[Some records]
___
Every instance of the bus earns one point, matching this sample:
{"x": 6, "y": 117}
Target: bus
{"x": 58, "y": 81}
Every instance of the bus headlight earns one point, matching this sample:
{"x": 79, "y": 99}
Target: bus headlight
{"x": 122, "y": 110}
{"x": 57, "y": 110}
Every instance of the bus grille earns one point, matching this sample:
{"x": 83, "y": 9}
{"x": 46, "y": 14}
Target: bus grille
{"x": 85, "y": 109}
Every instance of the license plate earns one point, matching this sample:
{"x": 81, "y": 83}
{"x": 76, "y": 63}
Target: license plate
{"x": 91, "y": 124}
___
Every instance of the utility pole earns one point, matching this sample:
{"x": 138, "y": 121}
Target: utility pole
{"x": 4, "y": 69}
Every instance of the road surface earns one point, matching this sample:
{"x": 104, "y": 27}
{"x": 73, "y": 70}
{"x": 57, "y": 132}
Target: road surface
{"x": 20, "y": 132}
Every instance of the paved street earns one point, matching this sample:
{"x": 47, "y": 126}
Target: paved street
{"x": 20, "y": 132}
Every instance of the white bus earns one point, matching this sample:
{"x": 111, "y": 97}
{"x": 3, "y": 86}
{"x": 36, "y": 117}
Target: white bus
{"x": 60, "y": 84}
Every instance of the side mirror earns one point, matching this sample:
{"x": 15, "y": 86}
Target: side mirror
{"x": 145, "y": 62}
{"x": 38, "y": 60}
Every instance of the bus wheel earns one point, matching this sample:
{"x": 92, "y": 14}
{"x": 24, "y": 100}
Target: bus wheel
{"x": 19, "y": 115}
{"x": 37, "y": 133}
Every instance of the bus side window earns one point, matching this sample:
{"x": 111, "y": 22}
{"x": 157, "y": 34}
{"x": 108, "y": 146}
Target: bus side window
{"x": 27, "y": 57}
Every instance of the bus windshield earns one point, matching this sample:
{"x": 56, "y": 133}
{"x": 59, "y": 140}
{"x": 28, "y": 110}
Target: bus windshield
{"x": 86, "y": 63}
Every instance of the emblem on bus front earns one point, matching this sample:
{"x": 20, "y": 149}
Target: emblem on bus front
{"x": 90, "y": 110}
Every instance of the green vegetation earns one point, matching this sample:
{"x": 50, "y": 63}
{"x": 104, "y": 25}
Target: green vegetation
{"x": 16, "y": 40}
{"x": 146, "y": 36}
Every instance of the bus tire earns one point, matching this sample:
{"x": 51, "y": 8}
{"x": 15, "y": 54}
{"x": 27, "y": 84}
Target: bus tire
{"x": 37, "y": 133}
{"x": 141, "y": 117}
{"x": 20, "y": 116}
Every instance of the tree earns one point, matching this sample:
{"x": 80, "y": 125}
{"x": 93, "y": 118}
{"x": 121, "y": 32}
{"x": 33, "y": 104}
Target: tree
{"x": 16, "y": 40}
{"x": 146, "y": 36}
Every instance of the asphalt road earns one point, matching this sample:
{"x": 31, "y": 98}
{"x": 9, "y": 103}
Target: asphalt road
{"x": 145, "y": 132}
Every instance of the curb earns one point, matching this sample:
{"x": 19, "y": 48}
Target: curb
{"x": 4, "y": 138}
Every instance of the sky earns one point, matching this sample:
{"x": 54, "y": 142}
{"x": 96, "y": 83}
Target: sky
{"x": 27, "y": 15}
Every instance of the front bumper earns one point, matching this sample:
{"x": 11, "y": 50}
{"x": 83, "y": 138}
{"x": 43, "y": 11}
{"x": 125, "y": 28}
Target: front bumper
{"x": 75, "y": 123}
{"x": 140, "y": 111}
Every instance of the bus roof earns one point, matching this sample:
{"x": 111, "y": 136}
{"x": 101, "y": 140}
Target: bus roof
___
■ **Given instruction**: Rewrite everything in the rows above, from the line containing "Every instance of the sky" down to the line containing "Target: bus roof", both lines included, as a JSON list of strings with one string per line. Leave out blank lines.

■ **Exercise response**:
[
  "Every instance of the sky earns one point, matching this sample:",
  "{\"x\": 54, \"y\": 142}",
  "{\"x\": 96, \"y\": 83}",
  "Target: sky",
  "{\"x\": 27, \"y\": 15}",
  "Every instance of the front bumper earns one point, matching this sample:",
  "{\"x\": 11, \"y\": 50}",
  "{\"x\": 83, \"y\": 138}",
  "{\"x\": 43, \"y\": 11}",
  "{\"x\": 125, \"y\": 28}",
  "Target: front bumper",
  "{\"x\": 75, \"y\": 123}",
  "{\"x\": 140, \"y\": 111}",
  "Every instance of the bus roof earns one point, matching this sample:",
  "{\"x\": 111, \"y\": 136}",
  "{\"x\": 101, \"y\": 140}",
  "Target: bus roof"
]